■ Teks Bacaan ■
⁂

Headlines News :
Home » , , » Falsafah dan Doktrin Al Intisab

Falsafah dan Doktrin Al Intisab

Written By P U I on Jumat, Juni 28, 2013 | 11:09:00 AM

Oleh: Ahmad Djuwaeni

“Doktrin al Intisab merupakan hasil asimilasi antara teks
milik Thariqat Faidliyah itu dengan rumusan yang diprakarsai
KH. Abdul Halim dan beberapa Kyai di Majalengka Jawa Barat”

Peringatan Nuzul al-Qur’an tahun 1942, yang berlangsung di masjid dekat sungai Citangkurak, di kota Majalengka, menjadi momen penting bagi Persatuan Ummat Islam (PUI). Saat itulah doktrin al Intisab dicetuskan secara resmi oleh para pimpinan PUI. Sebelum dicetuskan, doktrin ini telah melewati perumusan-perumusan panjang yang melibatkan sejumlah ulama PUI.

Teks al Intisab sesungguhnya dikutip dari kitab al-Washiyyat al-Dzahabiyyat (Wasiat Emas) yang ditulis oleh Syaik Mahmud Abu al-Faidl al Manufi, seorang ulama Mesir, da’i pertama setelah Jamaluddin al-Afghany dan Muhammad Abduh. Beliau adalah pendiri Thariqat Faidliyah, suatu jama’ah yang aktif dalam bidang diniyah, shufiyah, ilmiah dan falsafah.

Doktrin al Intisab merupakan hasil asimilasi antara teks milik Thariqat Faidliyah itu dengan rumusan yang diprakarsai KH. Abdul Halim dan beberapa Kyai di Majalengka Jawa Barat. Secara harfiyah kata al Intisab dikutip dari ajaran Thariqat Faidliyah, sebagaimana tercantum dalam al Washiyat al Dzahabiyah, kitab pedoman thariqat tersebut. Teks aslinya berbunyi sebagai syuruth al Intisab yakni syarat-syarat keanggotaan/jama’ah).

Selanjutnya, al Intisab tersebut diformulasikan oleh KH. Abdul Halim dibantu para kyai lainnya, diantaranya: KH. Yasin Basyuni, KH. Ahmad Nawawi, KH. Djunaid Mansur dan KH. Abdul Wahab. Dengan merujuk kepada sumber-sumber dari al-Qur’an, al-Hadits dan beberapa kitab, diantaranya al-Washiyah al-Dzahabiyah, Muhammad Matsal al A’la dan Perikehidupan Muhammad SAW. mereka menambahkan seperti kalimat basmalah dan syahadat ke dalamnya.

Kalau kita cermati antara al Intisab yang dikumandangkan di Indonesia momentumnya ada kemiripan dengan al Intisab yang dikumandangkan dalam perjuangan ummat Islam di Timur Tengah. Sebab kitab itu pun ditulis pada akhir Perang Dunia Pertama (1921) dalam suasana menghadapi penjajah kolonial Barat.

⁂

■ Latihan Tertulis 1 ■
Menurut teks bacaan, di kota mana peringatan Nuzul al-Qur’an tahun 1942 berlangsung?
■ Latihan Tertulis 2 ■
Salin dengan tepat satu bagian dari teks bacaan. Mulailah pada kata-kata yang memuat "Oleh: Ahmad Djuwaeni", lalu berhenti sesudah "sejumlah ulama PUI.".

⁂

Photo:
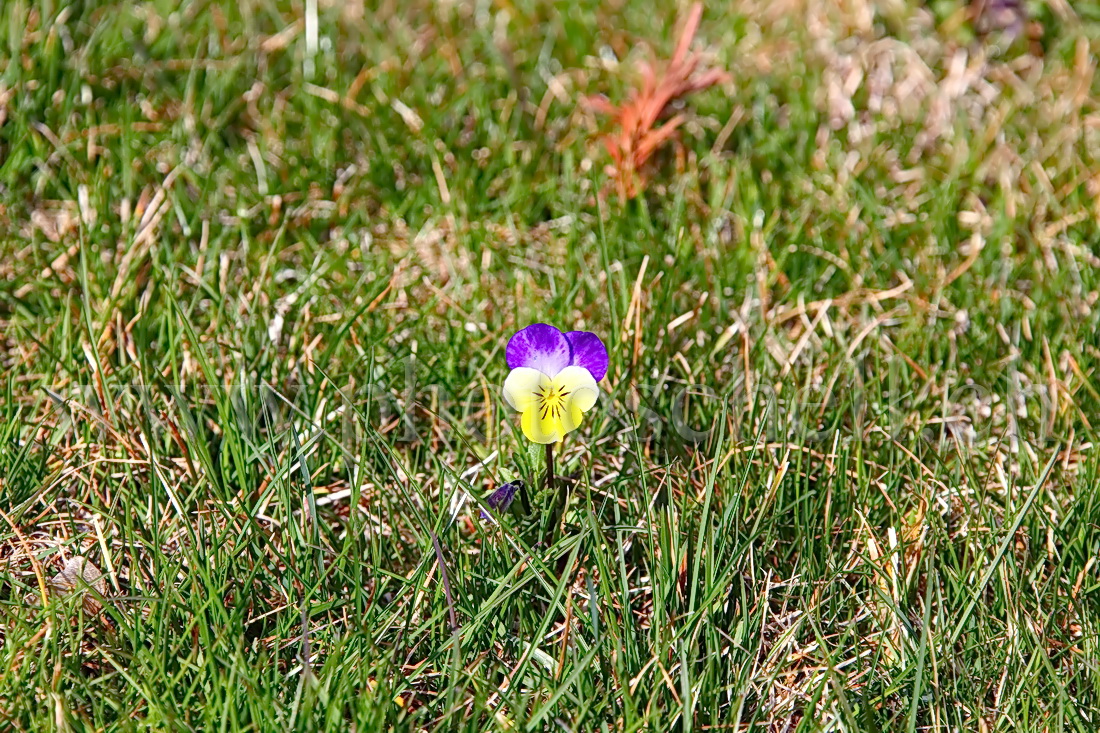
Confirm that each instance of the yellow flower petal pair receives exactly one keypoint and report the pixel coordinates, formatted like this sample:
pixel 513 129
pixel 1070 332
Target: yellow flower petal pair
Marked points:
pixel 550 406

⁂

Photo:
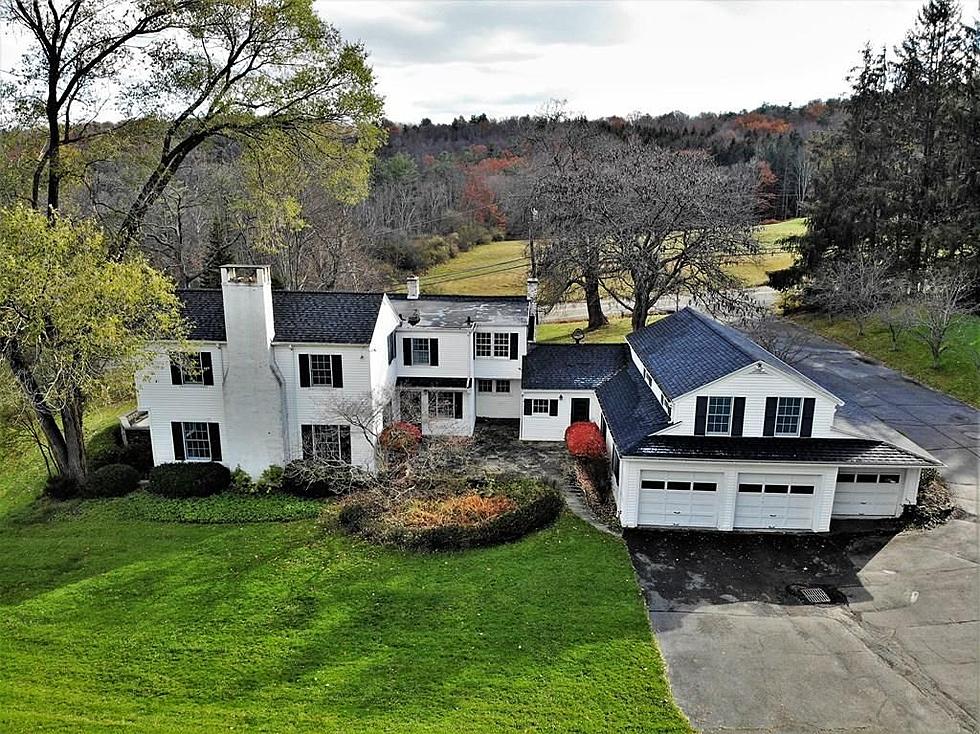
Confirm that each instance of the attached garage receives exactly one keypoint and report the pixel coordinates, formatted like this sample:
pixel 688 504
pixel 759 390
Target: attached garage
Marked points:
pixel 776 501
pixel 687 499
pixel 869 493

⁂

■ Jawaban 1 ■
Di kota Majalengka.

■ Jawaban 2 ■
Oleh: Ahmad Djuwaeni

“Doktrin al Intisab merupakan hasil asimilasi antara teks
milik Thariqat Faidliyah itu dengan rumusan yang diprakarsai
KH. Abdul Halim dan beberapa Kyai di Majalengka Jawa Barat”

Peringatan Nuzul al-Qur’an tahun 1942, yang berlangsung di masjid dekat sungai Citangkurak, di kota Majalengka, menjadi momen penting bagi Persatuan Ummat Islam (PUI). Saat itulah doktrin al Intisab dicetuskan secara resmi oleh para pimpinan PUI. Sebelum dicetuskan, doktrin ini telah melewati perumusan-perumusan panjang yang melibatkan sejumlah ulama PUI.